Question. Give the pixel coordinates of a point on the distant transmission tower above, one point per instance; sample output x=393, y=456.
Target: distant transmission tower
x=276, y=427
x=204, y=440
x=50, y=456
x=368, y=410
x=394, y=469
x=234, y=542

- **Task prompt**
Your response should be an exact copy of all the records.

- **Task solution**
Question. Give the pixel coordinates of a point on the distant transmission tower above, one point per instance; sample output x=393, y=456.
Target: distant transmission tower
x=276, y=427
x=204, y=440
x=50, y=456
x=368, y=410
x=394, y=469
x=234, y=542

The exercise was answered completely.